# Alvin and the Chipmunks real-life/animated movie



## Gambitz (Jul 30, 2007)

*Alvin and the Chipmunks real-life/animated movie*



Trailer: Wild N Out Red Man Wild Style

Plot: Dont know much about the plot all i know is that it comes out before christmas of this year.


----------



## ninhoic (Jul 30, 2007)

I hate to say this, because Jason Lee is awesome, but he needs to stop doing all these big screen adaptations of old cartoons and the chipmunks look really strange when they are actually the size of chipmunks.


----------



## Captain Gir (Jul 31, 2007)

pass..........


----------



## pet (Jul 31, 2007)

ew -_-;;;;


----------



## MF NaruSimpson (Jul 31, 2007)

wow, looks great, can't wait to see i....


----------



## Nice Gai (Aug 1, 2007)

umm WTF? I give TMNT props and Transformers but this looks funky and weird. I will have to agree. I would have loved to see them animated as their show sizes and interact with people. This seems weird maybe they will tell us how they got mutated or evolved into their humans forms. I even remember their mom/grandma being just as big as they are as well.


----------



## Graham Aker (Aug 1, 2007)

wait, what? chipumunks? lol
well, my friend with the loli sister will probably watch this...


----------



## Hatsumomo (Aug 1, 2007)

I just want a hoooooolahoooooooop 

I thought the Garfield live-action movie was bad, they were so cheap they didn't even animate the dog.


----------



## ~Gesy~ (Aug 1, 2007)

^no point in animating the dog since it didn't talk anyway

whats cheap is they took away alvin's hat

i want them to make a freakazoid movie


----------



## Vasp (Aug 1, 2007)

I watched the trailer and I can't lie, a part of me died inside.


----------



## Batman (Aug 2, 2007)

It's gonna be another garfield.


----------



## Kameil (Aug 2, 2007)

I think the movie is horrible enough for anyone to hang themselves....


----------



## Vandal Savage (Aug 2, 2007)

They need to stop messing with my childhood memories.


----------



## Metsuki (Aug 3, 2007)

◇ ◇ ◇ ◇ ◇ ◇ ◇

## SHORT EXERCISE 1:
Quote the Chipmunks movie thread word for word, starting at "## Hatsumomo (Aug" and stopping after "animate the dog.".
## SHORT EXERCISE 2:
Extend the Chipmunks movie thread, picking up right after its last line.
The material that comes next plays no part in this exercise.

◇ ◇ ◇ ◇ ◇ ◇ ◇

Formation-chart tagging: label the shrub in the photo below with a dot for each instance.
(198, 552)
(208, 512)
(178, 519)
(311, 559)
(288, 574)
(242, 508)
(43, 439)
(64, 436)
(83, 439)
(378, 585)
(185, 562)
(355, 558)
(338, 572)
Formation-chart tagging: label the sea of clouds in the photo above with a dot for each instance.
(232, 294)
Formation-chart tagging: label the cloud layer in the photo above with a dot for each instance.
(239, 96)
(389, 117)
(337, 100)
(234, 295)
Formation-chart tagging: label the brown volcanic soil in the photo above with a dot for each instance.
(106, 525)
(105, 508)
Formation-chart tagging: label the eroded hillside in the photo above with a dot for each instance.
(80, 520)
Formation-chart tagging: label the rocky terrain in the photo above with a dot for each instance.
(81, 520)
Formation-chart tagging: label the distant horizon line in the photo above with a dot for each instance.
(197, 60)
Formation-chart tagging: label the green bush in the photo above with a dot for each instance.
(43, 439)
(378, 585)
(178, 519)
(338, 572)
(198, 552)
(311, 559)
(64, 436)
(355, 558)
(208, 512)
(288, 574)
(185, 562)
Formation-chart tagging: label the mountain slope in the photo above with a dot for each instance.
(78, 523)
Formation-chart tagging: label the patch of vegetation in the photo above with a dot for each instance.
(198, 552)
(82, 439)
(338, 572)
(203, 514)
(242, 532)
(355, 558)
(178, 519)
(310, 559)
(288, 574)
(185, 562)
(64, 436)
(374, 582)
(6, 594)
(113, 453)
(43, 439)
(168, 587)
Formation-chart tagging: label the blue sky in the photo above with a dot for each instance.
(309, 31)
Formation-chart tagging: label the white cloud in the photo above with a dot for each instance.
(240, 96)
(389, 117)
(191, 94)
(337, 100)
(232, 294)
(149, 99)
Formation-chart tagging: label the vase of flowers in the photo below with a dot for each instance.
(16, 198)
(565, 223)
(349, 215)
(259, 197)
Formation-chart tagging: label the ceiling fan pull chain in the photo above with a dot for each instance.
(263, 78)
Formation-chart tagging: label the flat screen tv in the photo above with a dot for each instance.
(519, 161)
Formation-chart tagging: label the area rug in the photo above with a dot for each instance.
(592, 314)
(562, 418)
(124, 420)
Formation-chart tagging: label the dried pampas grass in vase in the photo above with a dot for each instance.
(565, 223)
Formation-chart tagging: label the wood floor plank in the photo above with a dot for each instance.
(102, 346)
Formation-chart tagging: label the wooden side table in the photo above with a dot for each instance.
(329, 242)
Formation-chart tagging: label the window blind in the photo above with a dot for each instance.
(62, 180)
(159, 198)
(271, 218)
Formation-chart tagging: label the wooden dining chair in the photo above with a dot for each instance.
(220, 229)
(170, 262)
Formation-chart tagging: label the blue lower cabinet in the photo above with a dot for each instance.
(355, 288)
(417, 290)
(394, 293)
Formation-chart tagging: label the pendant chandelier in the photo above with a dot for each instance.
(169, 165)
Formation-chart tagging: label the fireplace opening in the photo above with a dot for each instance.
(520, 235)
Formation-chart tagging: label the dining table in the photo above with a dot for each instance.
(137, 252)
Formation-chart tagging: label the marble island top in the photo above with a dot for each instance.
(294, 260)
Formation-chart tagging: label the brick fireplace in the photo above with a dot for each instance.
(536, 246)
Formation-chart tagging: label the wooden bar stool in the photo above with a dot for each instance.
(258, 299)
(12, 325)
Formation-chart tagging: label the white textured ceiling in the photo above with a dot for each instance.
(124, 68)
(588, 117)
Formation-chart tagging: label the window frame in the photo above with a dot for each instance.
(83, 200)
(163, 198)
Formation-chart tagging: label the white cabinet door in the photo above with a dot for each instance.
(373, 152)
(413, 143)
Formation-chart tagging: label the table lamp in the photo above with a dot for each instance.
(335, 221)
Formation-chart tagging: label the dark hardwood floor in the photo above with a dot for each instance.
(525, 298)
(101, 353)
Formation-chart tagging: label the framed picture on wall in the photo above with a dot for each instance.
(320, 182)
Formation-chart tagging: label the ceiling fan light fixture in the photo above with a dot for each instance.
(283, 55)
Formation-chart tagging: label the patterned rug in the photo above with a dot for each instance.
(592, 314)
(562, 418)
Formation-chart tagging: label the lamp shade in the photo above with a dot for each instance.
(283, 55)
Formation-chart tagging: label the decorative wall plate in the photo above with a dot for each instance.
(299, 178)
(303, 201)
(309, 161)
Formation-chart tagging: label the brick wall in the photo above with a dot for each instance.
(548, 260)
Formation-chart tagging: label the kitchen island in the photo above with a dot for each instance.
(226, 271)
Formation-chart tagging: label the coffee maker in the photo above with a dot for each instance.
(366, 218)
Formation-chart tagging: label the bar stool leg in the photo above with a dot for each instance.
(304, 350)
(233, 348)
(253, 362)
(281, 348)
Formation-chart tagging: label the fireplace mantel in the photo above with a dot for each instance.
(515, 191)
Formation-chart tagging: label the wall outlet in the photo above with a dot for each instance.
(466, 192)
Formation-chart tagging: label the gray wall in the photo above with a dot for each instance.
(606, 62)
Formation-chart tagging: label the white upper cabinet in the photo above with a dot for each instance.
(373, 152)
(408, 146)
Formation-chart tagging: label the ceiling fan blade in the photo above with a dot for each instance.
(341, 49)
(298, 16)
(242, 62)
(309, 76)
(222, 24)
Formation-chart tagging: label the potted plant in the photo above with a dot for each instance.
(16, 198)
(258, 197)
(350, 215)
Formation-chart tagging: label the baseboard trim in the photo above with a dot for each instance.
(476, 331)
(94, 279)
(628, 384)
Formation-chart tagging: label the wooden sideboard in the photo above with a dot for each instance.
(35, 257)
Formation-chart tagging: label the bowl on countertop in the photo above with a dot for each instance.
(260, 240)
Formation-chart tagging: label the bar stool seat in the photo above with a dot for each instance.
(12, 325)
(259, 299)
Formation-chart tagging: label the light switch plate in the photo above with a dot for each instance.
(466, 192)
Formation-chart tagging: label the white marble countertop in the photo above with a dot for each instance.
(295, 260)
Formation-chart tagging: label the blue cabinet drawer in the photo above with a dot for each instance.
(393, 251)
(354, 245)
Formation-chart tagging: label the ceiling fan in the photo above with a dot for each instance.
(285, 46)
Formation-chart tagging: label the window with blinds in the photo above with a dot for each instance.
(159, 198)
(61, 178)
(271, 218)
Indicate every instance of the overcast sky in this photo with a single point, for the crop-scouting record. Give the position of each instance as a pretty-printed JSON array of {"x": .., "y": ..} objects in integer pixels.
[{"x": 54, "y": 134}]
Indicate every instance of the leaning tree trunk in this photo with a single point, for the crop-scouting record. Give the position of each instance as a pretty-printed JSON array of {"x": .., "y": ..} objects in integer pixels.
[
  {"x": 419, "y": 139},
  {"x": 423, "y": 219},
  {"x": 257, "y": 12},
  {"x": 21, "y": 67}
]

◇ ◇ ◇ ◇ ◇ ◇ ◇

## ANSWER 1:
## Hatsumomo (Aug 1, 2007)

I just want a hoooooolahoooooooop 

I thought the Garfield live-action movie was bad, they were so cheap they didn't even animate the dog.

## ANSWER 2:
Yeah. The animation looks a little off in this piece. I'd still see it though. I have a soft spot for those little tykes.


----------



## Colbert (Aug 9, 2007)

I made this in response: *http://www.youtube.com/watch?v=CssQx_tl9c0*


----------



## Instant Karma (Aug 9, 2007)

When i saw that poster in the theater i did a double take.


I'm not keen on the possibility of watching it.


----------



## FitzChivalry (Aug 9, 2007)

*remembers Garfield*

*involuntarily shudders*


----------



## Morwain (Aug 12, 2007)

Scary just plain scary they freaked me out as a kid with those squeaky voices no way am I gonna relive that....


----------



## Yakushi Kabuto (Aug 13, 2007)

Huh..weird, kind of curious about it, but I won't be getting use to how they look anytime soon. I hope the singing's at least as adorable as always. Weird to seem them small though.


----------



## Purgatory (Aug 13, 2007)

I swear to God, if they even try to touch Topcat, I'm gonna have to bust a cap in their asses.


----------



## mystictrunks (Aug 13, 2007)

Topcat is too much of a BOWSS to be in a kids movie.


----------



## KazeTsukai (Aug 13, 2007)

ughh...is all i have to say
and i watched the trailer without sound >.<  i can already tell it's terrible


----------



## LIL_M0 (Sep 1, 2007)

I guesse I'll be downloading this one for my nephews...


----------



## Highwind (Sep 1, 2007)

Hooray for Hollywood ruining my childhood!


----------



## Wesley (Sep 1, 2007)

Garfield sucked.


----------



## Vonocourt (Sep 1, 2007)

*finally watches trailer*

My god....I known about this for a while now, but that trailer made it look even worse.

I think I need a cigarette.


----------



## HellsingX7 (Sep 1, 2007)

hahahahahaha...i saw the trailer in theaters, and the guy in front of me screamed out "What the f*** was that piece of S***!"
Why does Hollywood feel the need to make a movie out of every show from my childhood?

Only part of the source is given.